--- Begin PROVIDED DATA ---

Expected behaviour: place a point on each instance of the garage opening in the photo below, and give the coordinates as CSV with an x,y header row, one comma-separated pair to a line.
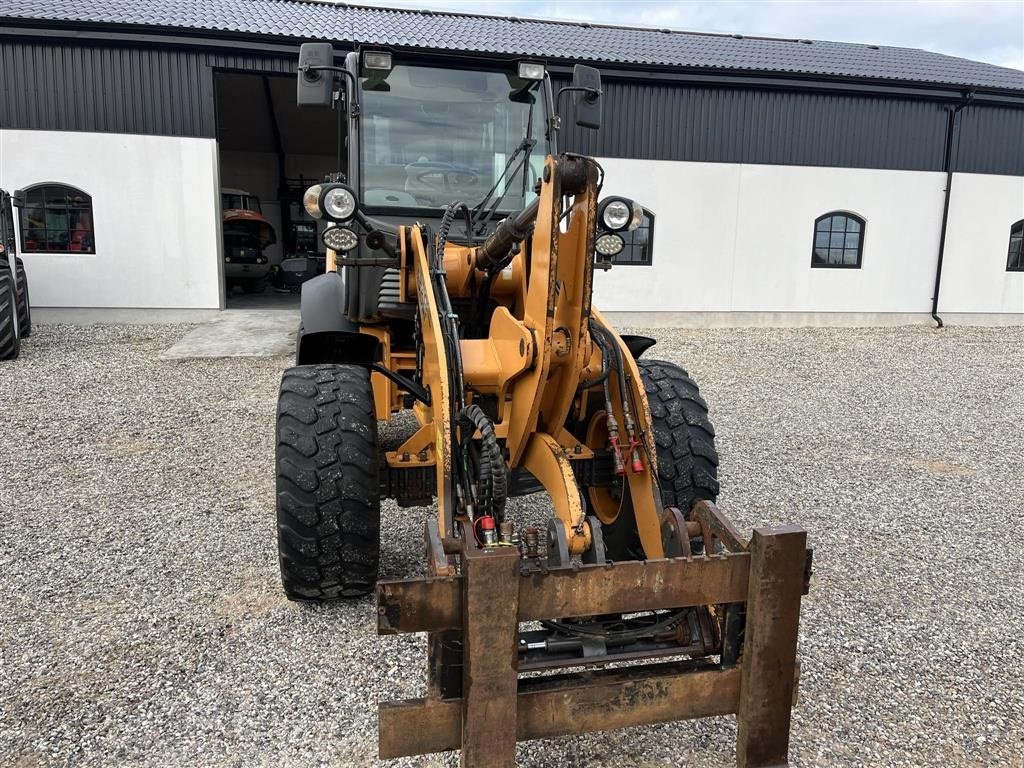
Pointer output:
x,y
270,152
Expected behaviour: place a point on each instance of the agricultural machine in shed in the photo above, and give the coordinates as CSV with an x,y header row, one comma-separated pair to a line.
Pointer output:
x,y
459,281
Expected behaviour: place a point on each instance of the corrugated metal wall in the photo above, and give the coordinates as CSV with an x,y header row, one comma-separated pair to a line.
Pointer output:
x,y
170,91
164,91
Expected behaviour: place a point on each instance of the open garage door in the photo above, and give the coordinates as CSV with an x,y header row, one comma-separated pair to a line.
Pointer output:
x,y
269,153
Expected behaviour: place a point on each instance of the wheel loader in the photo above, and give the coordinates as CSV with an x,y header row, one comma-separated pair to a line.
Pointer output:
x,y
462,247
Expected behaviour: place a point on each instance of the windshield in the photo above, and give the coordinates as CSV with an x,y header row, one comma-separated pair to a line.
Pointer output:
x,y
232,201
431,136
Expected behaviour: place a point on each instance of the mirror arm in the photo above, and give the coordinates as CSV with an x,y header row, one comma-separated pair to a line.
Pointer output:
x,y
307,72
592,95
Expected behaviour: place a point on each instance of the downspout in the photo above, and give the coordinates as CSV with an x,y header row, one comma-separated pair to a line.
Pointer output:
x,y
947,166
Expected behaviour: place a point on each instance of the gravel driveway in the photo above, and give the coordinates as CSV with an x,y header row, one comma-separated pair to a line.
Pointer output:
x,y
141,621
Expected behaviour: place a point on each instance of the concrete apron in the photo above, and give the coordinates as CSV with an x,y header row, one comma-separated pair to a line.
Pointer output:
x,y
239,333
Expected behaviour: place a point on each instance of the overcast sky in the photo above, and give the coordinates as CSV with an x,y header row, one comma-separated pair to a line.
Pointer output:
x,y
983,30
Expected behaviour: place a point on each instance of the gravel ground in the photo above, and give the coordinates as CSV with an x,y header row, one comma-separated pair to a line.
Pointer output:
x,y
141,621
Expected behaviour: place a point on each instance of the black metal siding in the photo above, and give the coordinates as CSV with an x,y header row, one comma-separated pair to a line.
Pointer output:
x,y
169,91
162,91
654,121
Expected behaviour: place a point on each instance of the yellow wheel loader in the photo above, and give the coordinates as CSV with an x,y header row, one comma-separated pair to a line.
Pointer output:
x,y
462,248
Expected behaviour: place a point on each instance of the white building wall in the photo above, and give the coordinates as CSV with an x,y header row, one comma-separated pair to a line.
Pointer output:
x,y
728,238
731,238
974,270
155,215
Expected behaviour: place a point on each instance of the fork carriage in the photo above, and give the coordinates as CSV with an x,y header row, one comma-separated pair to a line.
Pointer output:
x,y
738,633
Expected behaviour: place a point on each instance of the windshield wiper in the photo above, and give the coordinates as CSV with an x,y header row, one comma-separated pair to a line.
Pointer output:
x,y
479,220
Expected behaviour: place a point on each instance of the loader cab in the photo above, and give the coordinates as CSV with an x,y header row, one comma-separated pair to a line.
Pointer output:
x,y
427,135
422,134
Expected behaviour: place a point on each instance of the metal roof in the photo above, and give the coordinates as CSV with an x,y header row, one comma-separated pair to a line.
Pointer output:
x,y
546,39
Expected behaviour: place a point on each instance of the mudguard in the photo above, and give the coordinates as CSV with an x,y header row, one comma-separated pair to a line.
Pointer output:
x,y
637,344
326,335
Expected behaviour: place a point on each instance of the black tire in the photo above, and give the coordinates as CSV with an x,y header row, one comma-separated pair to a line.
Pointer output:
x,y
687,461
24,305
257,285
10,339
328,483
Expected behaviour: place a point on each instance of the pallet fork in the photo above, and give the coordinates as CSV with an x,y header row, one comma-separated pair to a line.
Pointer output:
x,y
484,602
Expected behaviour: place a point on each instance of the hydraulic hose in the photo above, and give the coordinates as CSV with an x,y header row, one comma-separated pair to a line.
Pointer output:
x,y
493,476
513,229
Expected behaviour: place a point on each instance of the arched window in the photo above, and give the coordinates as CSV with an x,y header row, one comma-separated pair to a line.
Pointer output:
x,y
839,241
56,218
1015,256
639,249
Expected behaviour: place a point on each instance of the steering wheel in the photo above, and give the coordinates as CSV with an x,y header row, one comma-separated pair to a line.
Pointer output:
x,y
443,176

--- End PROVIDED DATA ---

Restate the whole of the material word for word without the pictures.

RESPONSE FOR THIS EXERCISE:
Expected behaviour: place a point on each instance of the garage opening in the photo below, and give the coordinates as CSV with an x,y header row, one comma-separated pair to a line.
Pointer output:
x,y
270,152
Expected behaviour: place a point on each instance of the agricultural machine in shed in the photo above, and give the coordinates as CSV with an x,y header row, one comma-separated pair to a line.
Pointer output:
x,y
459,281
Expected behaviour: place a point on each instance of the corrugated metal wall in the photo above, and give the coordinates as CSV with an x,y header row, one comma-separated pair to a line.
Pointer output:
x,y
170,91
164,91
Expected behaviour: place a point on each instance of the open garage door in the photo above, and give the coordinates as CSV with an x,y header row, one comma-separated pair to a line.
Pointer output:
x,y
269,153
Expected behaviour: place a point on each instance of the wheel loader in the photo above, and give the coordinates as CSV with an x,y header row, one comma-separated pair to a line.
Pointer output:
x,y
462,247
Expected behaviour: place a point on each instance of the windshield in the photo above, and give the coordinates as CSV with an x,y header row, one comma-separated pair to a line.
Pointer output:
x,y
232,201
431,136
Expected behaviour: place a point on each instance of the mirror arm in the photo above, and give the coordinates as CSV with an x,y header row, one comma-separated pair to a line.
Pointer output:
x,y
307,72
592,95
Expected behaviour: place a point on each instance of the downspout in the photo above, and give the coordinates as CSV with an x,y header row, one comma-separated pair to a line.
Pointer output:
x,y
947,166
Expected behaviour: place a point on each instance of the gravel driveway in the photo above, and give the coordinates as CSV with an x,y header row, one comma-separated pair to a line.
Pointer output:
x,y
141,621
Expected behaviour: place a point on each instance of the concrete apron in the photo above, and give the coordinates as CSV with an x,y header row, one comma-separated pair to a line.
Pointer output:
x,y
239,333
Expected behaviour: place a point on each instance of the overcast sky in the photo above, and give the coordinates as CSV with an x,y header row, one comma-separated pair to a line.
Pointer output:
x,y
983,30
Expected behaviour: place a point on each instance of the gravel ground in the photo above, and give the coordinates as CSV with an x,y header row, one comma-separated pair to a line.
Pointer output:
x,y
141,621
Expected behaviour: place a point on each instance of the black metal siding in the photo above, and give the coordinates as CSV with an x,y header row, one comma-separated pair to a line.
Pointer output:
x,y
169,91
162,91
654,121
Expected behaviour: place a point on each instance of the yellow wheel loader in the photo above, and give the coordinates as CSV with an x,y header row, one comma-separated pair to a line.
Pointer output:
x,y
462,248
Expected behaviour: place a point on each instance of the white building wall in the photo above, and give the coordinates as CSV with an x,y header row, one comma-separated pair to a line.
Pointer output:
x,y
728,238
731,238
974,270
155,215
Expected behaviour: place a point on each instance of the fork carriage in the photo above, and give the coordinates as CSV with an x,y header row, one comma-separated pair to a line.
Pointer output:
x,y
738,633
Expected behaviour: place a point on each instance of the windshield wiper in the photo above, and give the coordinates as CSV with an x,y header row, one comma-separated pair to a line.
Pointer output:
x,y
479,220
Expected behaviour: place a point on each instance of the loader cab in the photo above, and give the coordinates as CSV with an x,y header row, one comma-separated pair to a line.
Pointer output:
x,y
427,135
422,134
Expected behaviour: place a point on each instance of the metal roof in the photo above, and give the coordinates as CSV with an x,y header row, one comma-separated pair to a line.
Pointer output:
x,y
546,39
Expected behaviour: place a point on each instance of the mudguard in the photo above, and give the coordinates as CSV with an x,y header row, one comma-separated pair to a line.
Pointer output:
x,y
637,344
326,335
Expected behaviour: place a point on each instance of the black tire in the photo above, and give the coordinates as CSV with an x,y header row, one comma-separated pair to a line.
Pointer output:
x,y
687,461
24,305
257,285
10,339
328,483
Expected behaviour: place a point on each instance of the pallet fork in the photo above, and give the coordinates as CSV with an x,y header row, one comma-separated pair to a line.
Pointer output:
x,y
484,602
Expected behaviour: place a point on each instance of the hydraulic hose in the photo above, and give the coordinates as CSV with an x,y header row, one comma-separated pair to a line.
Pointer output:
x,y
493,476
513,229
Expected behaviour: place a point on each instance of the arched window in the photo above, and give the coordinates as CSV with an x,y header row, one comma-separated pair to a line.
Pointer output:
x,y
839,241
56,218
1015,256
639,249
Expected behaviour: place a point on each instance of the steering wheel in the photo above, and give the coordinates as CSV with an x,y header row, one comma-separated pair to a line.
Pointer output:
x,y
443,176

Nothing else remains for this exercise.